(Recorded data)
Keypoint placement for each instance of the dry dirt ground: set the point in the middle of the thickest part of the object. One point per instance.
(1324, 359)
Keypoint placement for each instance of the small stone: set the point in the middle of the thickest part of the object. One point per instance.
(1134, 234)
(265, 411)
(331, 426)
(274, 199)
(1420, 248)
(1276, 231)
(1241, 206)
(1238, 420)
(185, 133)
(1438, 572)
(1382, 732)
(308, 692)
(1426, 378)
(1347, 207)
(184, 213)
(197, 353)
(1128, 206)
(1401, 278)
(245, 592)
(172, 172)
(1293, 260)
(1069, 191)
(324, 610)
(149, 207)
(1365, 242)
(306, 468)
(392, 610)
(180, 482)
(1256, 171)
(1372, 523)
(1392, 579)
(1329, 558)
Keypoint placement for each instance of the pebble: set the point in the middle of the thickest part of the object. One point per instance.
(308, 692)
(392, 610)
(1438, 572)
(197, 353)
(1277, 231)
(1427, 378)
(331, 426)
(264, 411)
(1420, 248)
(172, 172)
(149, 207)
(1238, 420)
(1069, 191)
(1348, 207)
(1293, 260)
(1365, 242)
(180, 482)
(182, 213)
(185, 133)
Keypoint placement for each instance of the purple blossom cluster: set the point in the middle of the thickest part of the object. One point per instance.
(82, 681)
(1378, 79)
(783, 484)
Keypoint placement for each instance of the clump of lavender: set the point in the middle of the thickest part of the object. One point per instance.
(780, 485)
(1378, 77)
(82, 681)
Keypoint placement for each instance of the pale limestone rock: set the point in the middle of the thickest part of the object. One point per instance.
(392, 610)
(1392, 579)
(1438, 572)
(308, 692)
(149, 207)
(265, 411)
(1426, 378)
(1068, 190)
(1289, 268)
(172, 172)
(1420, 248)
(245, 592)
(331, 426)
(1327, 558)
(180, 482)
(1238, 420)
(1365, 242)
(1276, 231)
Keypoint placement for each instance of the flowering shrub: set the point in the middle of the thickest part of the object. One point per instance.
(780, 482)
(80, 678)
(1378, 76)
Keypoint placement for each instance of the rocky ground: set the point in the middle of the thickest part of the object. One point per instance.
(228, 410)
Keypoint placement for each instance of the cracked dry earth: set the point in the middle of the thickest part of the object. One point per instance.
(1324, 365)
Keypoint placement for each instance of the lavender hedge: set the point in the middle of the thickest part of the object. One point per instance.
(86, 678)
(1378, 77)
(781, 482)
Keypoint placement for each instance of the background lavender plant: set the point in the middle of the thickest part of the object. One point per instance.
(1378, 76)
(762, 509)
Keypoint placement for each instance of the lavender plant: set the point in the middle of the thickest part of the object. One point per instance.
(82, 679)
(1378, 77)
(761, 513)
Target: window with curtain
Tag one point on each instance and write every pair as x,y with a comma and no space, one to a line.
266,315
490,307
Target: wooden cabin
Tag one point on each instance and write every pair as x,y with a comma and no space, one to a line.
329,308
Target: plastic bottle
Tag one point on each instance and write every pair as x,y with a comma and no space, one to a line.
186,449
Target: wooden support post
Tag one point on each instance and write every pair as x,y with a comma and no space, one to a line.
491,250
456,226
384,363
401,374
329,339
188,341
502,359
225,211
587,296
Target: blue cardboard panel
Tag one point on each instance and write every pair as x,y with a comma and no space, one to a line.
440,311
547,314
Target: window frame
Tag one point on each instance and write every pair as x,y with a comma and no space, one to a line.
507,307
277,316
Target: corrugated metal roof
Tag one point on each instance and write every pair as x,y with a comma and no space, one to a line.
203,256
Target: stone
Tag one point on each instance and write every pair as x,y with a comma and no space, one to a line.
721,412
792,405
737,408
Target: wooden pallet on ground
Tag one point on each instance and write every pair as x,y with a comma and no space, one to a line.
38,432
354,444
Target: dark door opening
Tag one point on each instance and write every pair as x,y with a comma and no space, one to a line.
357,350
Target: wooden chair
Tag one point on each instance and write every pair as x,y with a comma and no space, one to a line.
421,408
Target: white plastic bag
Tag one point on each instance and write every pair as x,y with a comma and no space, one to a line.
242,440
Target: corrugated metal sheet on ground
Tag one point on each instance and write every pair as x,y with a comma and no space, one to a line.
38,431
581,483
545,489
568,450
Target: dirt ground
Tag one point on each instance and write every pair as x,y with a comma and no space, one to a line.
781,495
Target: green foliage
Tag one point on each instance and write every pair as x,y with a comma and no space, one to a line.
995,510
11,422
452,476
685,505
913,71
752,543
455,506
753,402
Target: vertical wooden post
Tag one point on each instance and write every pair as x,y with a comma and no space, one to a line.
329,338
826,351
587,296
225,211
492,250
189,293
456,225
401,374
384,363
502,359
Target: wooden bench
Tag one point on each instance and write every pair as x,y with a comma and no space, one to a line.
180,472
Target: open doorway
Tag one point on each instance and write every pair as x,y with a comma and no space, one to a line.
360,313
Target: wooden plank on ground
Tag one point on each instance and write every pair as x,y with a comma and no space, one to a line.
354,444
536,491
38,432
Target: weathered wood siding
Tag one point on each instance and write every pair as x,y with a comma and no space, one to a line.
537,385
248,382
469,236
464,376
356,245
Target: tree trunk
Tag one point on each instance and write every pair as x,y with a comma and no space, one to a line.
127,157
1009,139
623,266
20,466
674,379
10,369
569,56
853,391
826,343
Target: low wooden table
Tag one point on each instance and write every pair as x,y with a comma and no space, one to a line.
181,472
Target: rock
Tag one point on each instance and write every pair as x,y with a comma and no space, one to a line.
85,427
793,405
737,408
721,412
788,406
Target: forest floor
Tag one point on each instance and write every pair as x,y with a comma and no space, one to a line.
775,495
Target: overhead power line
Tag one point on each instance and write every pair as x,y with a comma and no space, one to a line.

* **PROBLEM STATEMENT**
Apply a filter for "window" to the data above, then copy each line that matches.

* **RESPONSE TO THIS EXERCISE**
Target: window with curtain
Target: window frame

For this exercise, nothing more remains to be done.